» **Set exercise A**: In the records, reproduce every line from the one containing "Please trace the outline of every instance of the door handle." through the end of the records. Omit the pictures.

┌─ Page excerpt

In the ternary logical circuit, particular values of biasing and supply potentials, and relative values of input resistors, are specified. The truth tables indicate that the point of intersection, or origin, is in the upper left corner. The input biasing network for transistor TA is designed so that it is switched from off to on as the signal at point X changes from a digital 1 to digital 0, i.e., from 0V to -6V. When the signal potential at input X is -6V, the base potential is then +4.8V. Thus, it is negative with respect to the potential at the emitter which is +6V. However, when the signal potential at input X is 0V, the base potential is then +7.2V. Thus, it is positive with respect to the emitter potential which is +6V. A condition of reverse bias between base and emitter then obtains, and the transistor TA is cut off.

In a similar manner, the input biasing network for transistor TB is such that TB switches from off to on as the input value at Y changes from a digital 1 to a digital 0, or from 0V to -6V. When the input value at Y is 0V, the potential at the base of TB is +2 volts. It is, therefore, positive with respect to the emitter which is at ground potential. When the input value at Y is -6V, the potential at the base of TB is -2V, or negative with respect to the emitter.

Consider the output T and the truth table for T. Let it be assumed that the input at X has the value 0 and the input at Y also has the value 0. Both transistors a...

└─

» **Set exercise B**: According to the ternary logic circuit passage, why is transistor TA cut off when the input at X is 0V?

┌─ Records for the exercise

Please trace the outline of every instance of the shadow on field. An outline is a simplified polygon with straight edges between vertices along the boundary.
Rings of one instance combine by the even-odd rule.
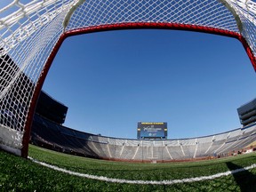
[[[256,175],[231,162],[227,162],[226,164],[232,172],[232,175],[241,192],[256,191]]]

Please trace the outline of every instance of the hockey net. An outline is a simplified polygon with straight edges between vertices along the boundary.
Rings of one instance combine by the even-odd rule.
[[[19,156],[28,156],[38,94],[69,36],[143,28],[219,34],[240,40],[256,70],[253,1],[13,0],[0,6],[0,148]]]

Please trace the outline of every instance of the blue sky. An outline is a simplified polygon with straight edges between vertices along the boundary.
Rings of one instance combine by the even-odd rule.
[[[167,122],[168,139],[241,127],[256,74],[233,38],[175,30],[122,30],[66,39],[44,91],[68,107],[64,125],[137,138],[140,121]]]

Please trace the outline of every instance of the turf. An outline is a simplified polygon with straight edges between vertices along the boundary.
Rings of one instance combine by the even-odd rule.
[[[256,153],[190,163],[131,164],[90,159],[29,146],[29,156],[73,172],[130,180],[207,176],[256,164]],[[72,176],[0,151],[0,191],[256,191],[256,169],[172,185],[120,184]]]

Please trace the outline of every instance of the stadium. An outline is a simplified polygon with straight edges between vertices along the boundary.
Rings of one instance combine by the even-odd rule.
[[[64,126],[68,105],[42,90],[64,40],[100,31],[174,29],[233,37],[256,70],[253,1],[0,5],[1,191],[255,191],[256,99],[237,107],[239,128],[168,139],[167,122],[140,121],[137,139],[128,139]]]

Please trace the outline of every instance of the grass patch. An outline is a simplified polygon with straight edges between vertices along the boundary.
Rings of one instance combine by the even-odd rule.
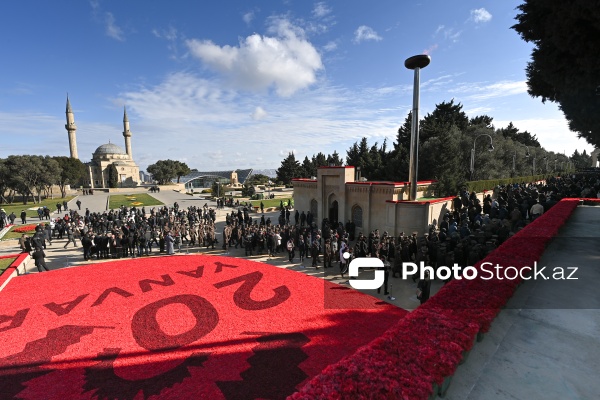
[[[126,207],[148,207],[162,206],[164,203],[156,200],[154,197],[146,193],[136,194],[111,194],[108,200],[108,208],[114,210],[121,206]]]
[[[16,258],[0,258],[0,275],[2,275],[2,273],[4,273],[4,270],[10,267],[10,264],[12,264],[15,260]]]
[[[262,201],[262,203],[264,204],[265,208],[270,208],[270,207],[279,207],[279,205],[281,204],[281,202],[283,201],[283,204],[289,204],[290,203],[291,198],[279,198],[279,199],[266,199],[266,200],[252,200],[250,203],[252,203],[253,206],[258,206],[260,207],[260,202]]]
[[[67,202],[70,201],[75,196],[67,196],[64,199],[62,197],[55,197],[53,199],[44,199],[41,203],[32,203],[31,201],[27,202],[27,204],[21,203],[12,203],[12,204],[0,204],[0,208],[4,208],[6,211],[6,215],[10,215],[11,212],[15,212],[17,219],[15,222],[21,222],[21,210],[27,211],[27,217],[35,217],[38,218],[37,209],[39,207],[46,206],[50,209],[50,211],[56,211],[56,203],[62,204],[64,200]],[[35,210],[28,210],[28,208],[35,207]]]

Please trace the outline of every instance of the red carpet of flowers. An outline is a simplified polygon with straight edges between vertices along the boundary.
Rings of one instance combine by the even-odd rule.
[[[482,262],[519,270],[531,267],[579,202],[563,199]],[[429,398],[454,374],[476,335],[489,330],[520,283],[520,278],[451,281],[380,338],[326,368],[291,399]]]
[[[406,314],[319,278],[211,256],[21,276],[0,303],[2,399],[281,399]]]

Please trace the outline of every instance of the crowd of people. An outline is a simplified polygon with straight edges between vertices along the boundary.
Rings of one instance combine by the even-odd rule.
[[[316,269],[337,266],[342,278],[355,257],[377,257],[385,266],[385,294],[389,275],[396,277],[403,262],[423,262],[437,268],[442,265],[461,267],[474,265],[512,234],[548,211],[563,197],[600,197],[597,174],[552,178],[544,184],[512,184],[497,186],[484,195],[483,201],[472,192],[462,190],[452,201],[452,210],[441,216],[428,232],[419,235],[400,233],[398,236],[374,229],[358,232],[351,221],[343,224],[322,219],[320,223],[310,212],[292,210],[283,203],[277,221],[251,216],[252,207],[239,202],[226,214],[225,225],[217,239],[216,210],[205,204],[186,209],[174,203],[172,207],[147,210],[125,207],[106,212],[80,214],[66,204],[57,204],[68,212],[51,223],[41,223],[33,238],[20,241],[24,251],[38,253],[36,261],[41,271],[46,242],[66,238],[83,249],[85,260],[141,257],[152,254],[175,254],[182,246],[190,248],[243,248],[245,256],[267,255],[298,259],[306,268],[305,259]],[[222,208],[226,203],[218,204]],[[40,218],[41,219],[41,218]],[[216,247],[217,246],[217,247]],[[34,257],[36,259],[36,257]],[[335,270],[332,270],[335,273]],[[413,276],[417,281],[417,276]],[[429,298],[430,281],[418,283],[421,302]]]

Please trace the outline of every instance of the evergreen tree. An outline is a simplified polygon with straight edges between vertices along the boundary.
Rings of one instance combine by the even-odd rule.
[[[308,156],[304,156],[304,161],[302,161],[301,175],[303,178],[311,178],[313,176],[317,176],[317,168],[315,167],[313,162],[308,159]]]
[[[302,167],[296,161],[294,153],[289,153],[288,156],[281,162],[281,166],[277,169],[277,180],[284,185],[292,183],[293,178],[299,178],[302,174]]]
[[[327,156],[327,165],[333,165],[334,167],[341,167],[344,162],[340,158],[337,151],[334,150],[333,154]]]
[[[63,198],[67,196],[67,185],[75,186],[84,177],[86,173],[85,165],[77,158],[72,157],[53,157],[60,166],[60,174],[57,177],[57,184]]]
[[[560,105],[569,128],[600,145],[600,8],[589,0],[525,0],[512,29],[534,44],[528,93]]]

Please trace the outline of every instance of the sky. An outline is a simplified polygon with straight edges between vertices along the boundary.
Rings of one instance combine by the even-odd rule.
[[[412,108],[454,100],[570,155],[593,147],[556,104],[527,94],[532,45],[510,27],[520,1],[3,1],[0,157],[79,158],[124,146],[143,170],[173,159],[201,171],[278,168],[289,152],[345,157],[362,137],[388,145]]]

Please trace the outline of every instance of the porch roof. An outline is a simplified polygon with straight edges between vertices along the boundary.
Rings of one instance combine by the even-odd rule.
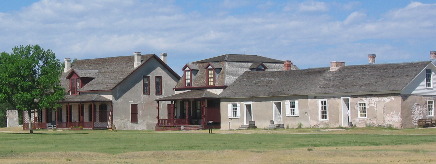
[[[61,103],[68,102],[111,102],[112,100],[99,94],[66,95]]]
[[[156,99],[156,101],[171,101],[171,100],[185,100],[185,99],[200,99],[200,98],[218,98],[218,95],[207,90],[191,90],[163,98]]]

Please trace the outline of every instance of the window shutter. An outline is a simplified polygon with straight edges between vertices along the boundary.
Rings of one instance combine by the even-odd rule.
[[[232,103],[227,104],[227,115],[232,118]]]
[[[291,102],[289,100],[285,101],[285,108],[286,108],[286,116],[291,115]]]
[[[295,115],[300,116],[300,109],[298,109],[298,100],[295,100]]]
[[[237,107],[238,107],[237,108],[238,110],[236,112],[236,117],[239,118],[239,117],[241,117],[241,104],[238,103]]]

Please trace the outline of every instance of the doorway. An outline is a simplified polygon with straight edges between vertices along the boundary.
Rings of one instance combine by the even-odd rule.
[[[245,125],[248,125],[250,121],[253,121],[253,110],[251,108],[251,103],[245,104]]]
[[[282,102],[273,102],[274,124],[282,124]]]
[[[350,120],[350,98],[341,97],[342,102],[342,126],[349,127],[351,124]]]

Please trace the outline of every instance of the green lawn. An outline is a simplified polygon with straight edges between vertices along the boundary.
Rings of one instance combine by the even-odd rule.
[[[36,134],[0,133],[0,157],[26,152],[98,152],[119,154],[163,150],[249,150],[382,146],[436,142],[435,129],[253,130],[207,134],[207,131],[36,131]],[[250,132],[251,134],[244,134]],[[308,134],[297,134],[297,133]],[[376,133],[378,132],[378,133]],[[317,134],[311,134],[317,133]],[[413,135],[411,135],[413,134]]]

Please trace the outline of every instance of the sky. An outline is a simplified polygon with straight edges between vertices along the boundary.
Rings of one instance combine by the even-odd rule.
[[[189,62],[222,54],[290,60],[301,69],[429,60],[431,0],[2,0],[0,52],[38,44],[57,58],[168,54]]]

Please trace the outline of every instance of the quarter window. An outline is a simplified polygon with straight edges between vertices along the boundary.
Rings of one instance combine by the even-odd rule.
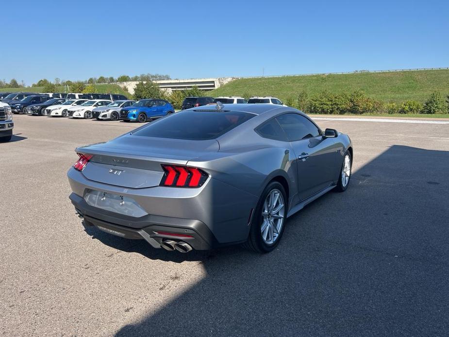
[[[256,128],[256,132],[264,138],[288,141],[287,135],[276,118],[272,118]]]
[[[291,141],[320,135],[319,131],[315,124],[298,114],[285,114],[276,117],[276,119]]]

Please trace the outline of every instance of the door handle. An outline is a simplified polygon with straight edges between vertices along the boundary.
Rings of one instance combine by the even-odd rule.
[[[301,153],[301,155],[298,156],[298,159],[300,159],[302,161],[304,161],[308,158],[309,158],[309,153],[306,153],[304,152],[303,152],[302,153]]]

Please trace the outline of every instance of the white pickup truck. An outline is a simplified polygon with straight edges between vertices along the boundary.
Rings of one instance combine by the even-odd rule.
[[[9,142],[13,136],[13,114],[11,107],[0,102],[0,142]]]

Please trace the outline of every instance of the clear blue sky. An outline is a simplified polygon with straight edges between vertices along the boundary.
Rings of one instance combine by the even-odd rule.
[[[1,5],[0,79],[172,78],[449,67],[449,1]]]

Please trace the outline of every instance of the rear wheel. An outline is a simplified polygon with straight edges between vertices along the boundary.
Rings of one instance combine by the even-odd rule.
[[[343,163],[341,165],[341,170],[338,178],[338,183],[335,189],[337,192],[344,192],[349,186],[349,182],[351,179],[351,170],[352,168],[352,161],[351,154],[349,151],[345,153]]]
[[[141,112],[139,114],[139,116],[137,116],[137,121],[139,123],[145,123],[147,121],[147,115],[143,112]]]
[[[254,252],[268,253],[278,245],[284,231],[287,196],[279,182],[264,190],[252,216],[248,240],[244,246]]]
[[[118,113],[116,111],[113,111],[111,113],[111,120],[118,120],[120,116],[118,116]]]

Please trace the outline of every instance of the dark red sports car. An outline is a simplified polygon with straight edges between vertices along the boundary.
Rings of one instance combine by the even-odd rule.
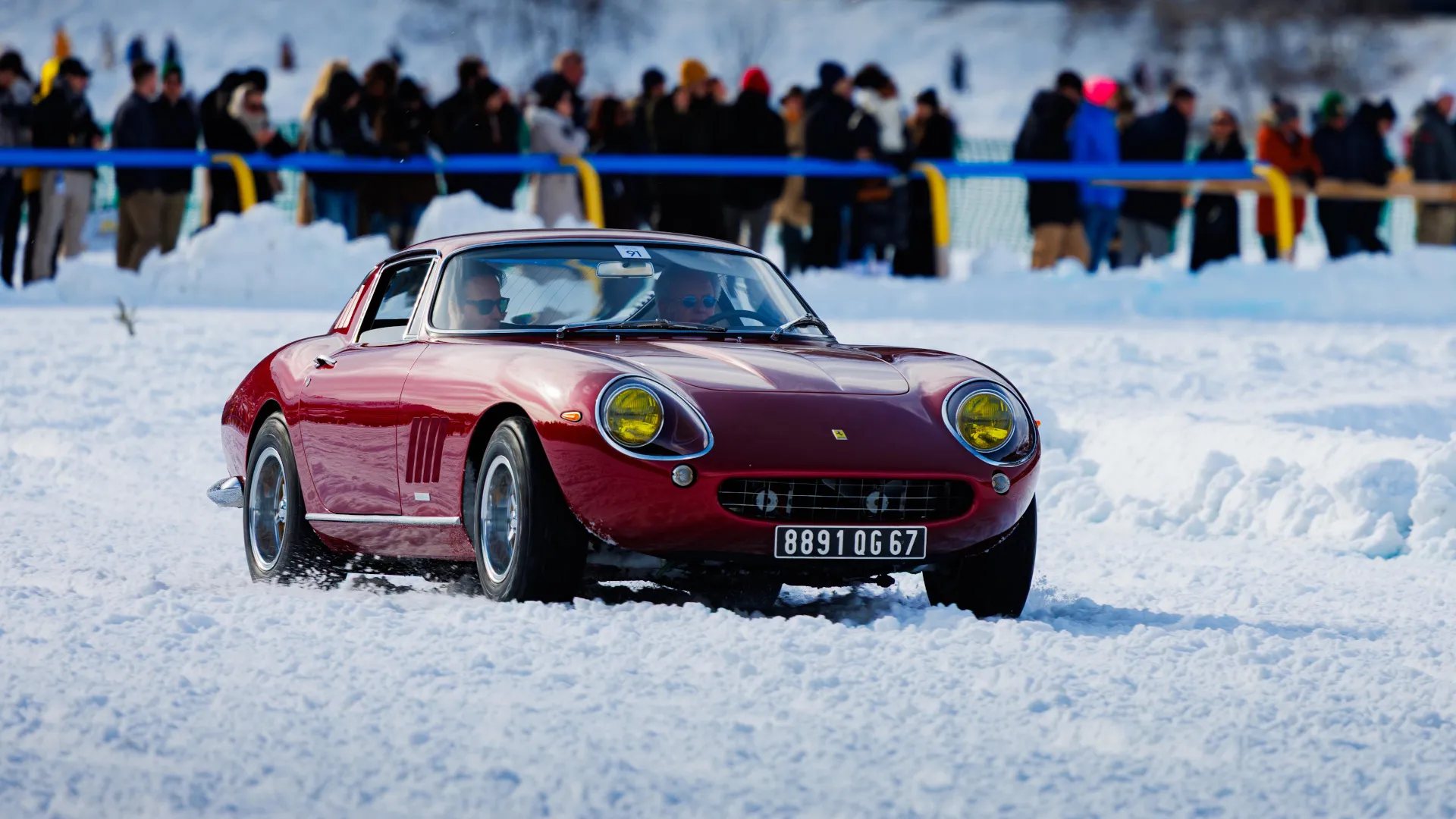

└─

» **Exercise output A**:
Please trace the outline of every instance of the door handle. An outline is a simplified polygon with straight edges between vertices along the boundary.
Rings of one instance combine by the even-odd rule.
[[[301,153],[301,155],[298,156],[298,159],[300,159],[302,161],[304,161],[308,158],[309,158],[309,153],[306,153],[304,152],[303,152],[302,153]]]

Please trace the outline of every instance of the white pickup truck. An outline is a simplified polygon with straight edges between vertices along the boundary.
Rings of one instance combine by the even-odd rule.
[[[9,142],[13,136],[13,114],[11,107],[0,102],[0,142]]]

Please trace the outline of every instance of the clear blue sky. An outline is a simplified polygon with straight edges between vertices along the boundary.
Rings of one instance combine by the even-odd rule.
[[[1,5],[0,79],[172,78],[449,67],[449,1]]]

Please trace the outline of every instance of the rear wheel. An outline is a simplified polygon with straight edges between vertices along the boundary.
Rings of one instance combine by the even-odd rule.
[[[343,163],[341,165],[341,170],[338,178],[338,183],[335,189],[337,192],[344,192],[349,186],[349,182],[351,179],[351,170],[352,168],[352,161],[351,154],[349,151],[345,153]]]
[[[141,112],[139,114],[139,116],[137,116],[137,121],[139,123],[145,123],[147,121],[147,115],[143,112]]]
[[[254,252],[268,253],[278,245],[284,231],[287,196],[279,182],[264,190],[252,216],[248,240],[244,246]]]
[[[118,113],[116,111],[113,111],[111,113],[111,120],[118,120],[120,116],[118,116]]]

Please trace the outline of every instance of the dark red sports car. An outline is a simplified polygon with straight edges between vertices along the boundary.
Rings of one instance combine by the even-odd rule.

» **Exercise output B**: At 0V on input X, the base of TA sits at +7.2V, which is positive relative to the emitter at +6V. The base-emitter junction is therefore reverse biased, so TA is cut off.